* _Required tasks_:
(A) In the euthanasia passage, substitute "goodbyes" for "farewells" and give the text from "Stricken with a" up to and including "to say enough.".
(B) Answer these questions from the euthanasia passage.
(i) According to Collins, what drug have many terminally ill Kiwis been helped with on their way out of this world?
(ii) What illness does Goff say the woman was stricken with?
(iii) According to Goff, what lets most of us die without pain and with dignity?

Collins and Goff on euthanasia

Judith Collins and Phil Goff in Stuff on euthanasia. First Collins:

I, like other Kiwis, watched as Lucretia Seales fought bravely in court for her right to die at a time of her choosing, with help from her GP.

Like many others, I wondered why it got this far.  I wonder how many other Kiwis have died of a terminal illness and been helped – a lot – with morphine on their way out of this world.

Seales fought for the right to die without fear that her GP might be hauled before the courts because of her wishes.

In the past, Parliament has voted against voluntary .  Primarily, this is because the private member’s bills that have put it to Parliament have been full of holes and could have opened the elderly, in particular, to abuse.

Maybe it’s time for Parliament to revisit this with a carefully thought out bill that protects those doctors who carry out the well-considered wishes of their terminally ill patients.

Any such legislation should protect against any pressure brought on a terminally ill or disabled person.  Many MPs rightly worry about the ill and aged believing themselves to be a burden on their families and feeling obliged to ask their doctors for help.  Exactly who would be able to take this route or why are vexed questions.

By her sheer determination and courage, Seales showed   it was her wish to pass when and how she wanted.  It’s very clear that no one was pressuring her. She made a plea for dignity and control over her own death.

 

Goff agrees:

Why did Lecretia Seales have to fight in vain for the right to decide how she died?

Stricken with a terminal brain tumour, she did not want to die in pain or after having  lost control of her body. She wanted to say her farewells with human dignity.  If she felt her condition was too much to bear, she wanted the right to say enough.

There is nothing in law that says we cannot take our own lives but for a doctor to assist another to die even in these circumstances is a crime.  It shouldn’t be.

With palliative care, most of us can die without pain and with dignity, letting nature take its course.  Where this is not possible, people should have the right to choose for themselves when to bring suffering to an end.

What we need is a bill to be introduced. I believe it would have overwhelming public support, and so long as there were strong safeguards, would get a significant majority in Parliament to pass it.

* _Provided records_:
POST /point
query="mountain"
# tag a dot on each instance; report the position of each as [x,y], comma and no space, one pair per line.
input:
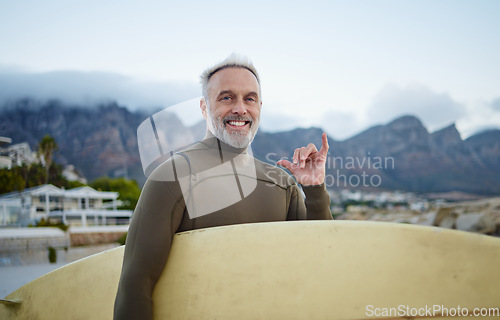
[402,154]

---

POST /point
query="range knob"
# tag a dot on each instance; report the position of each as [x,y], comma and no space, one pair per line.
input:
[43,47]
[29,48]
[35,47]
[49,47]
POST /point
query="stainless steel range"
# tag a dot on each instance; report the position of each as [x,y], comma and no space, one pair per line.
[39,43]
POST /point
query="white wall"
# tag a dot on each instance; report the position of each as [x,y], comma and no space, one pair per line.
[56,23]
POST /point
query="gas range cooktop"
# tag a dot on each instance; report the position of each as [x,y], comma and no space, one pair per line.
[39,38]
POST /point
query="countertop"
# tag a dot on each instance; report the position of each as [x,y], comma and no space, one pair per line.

==

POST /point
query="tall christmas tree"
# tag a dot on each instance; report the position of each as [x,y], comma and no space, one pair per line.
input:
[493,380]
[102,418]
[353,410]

* _Results for each task_:
(A)
Stricken with a terminal brain tumour, she did not want to die in pain or after having  lost control of her body. She wanted to say her goodbyes with human dignity.  If she felt her condition was too much to bear, she wanted the right to say enough.

(B)
(i) Morphine.
(ii) A terminal brain tumour.
(iii) Palliative care.